- DESCRIPTION OF THE TASK
Extract every line of the records below that contains the string "tree", treating uppercase and lowercase as different.

- SOURCE RECORDS
------------
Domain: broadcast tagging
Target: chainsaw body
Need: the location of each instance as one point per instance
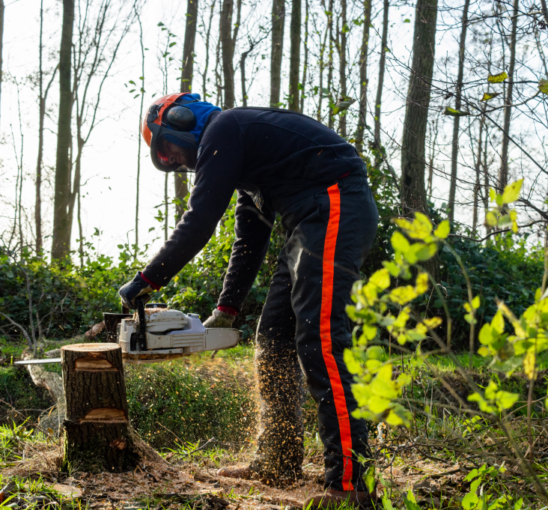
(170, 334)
------------
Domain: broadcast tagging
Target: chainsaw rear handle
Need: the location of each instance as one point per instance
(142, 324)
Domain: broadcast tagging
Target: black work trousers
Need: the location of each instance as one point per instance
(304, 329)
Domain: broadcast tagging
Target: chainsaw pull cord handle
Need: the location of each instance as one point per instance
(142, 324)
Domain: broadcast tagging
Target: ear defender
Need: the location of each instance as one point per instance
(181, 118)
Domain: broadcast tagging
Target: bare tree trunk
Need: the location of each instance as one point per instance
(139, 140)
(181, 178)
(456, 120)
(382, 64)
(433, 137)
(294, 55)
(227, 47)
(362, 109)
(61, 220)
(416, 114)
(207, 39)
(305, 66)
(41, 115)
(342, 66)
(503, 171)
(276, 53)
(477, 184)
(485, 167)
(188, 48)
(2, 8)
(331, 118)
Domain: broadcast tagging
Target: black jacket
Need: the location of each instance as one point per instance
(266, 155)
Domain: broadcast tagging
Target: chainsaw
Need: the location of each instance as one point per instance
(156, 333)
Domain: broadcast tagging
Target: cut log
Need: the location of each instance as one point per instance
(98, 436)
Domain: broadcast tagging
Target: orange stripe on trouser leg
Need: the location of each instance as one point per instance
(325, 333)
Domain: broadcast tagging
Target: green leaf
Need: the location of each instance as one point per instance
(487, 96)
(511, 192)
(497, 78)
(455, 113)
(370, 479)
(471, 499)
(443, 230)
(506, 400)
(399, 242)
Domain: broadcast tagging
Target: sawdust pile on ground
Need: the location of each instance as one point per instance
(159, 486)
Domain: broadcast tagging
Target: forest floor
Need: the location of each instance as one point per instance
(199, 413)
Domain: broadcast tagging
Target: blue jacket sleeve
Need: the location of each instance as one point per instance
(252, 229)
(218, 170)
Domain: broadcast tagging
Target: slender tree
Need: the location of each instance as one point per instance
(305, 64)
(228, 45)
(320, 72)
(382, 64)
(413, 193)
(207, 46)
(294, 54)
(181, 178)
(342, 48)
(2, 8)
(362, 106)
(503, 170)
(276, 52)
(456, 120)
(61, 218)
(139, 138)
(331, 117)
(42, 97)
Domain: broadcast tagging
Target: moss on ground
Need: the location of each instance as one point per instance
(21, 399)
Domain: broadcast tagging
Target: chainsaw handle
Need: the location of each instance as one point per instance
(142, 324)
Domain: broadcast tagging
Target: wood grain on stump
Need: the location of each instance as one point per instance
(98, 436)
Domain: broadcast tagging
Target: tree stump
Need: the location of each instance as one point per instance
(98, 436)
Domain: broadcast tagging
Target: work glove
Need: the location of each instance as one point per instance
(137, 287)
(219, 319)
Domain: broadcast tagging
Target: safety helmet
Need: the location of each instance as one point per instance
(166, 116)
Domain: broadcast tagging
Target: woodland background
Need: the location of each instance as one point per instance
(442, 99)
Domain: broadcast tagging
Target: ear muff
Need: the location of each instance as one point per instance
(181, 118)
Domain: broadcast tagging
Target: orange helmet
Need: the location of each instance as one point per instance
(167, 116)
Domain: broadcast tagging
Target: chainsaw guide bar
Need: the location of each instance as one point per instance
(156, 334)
------------
- FULL ANSWER
Target: bare tree trunk
Target: slender tree
Target: tree stump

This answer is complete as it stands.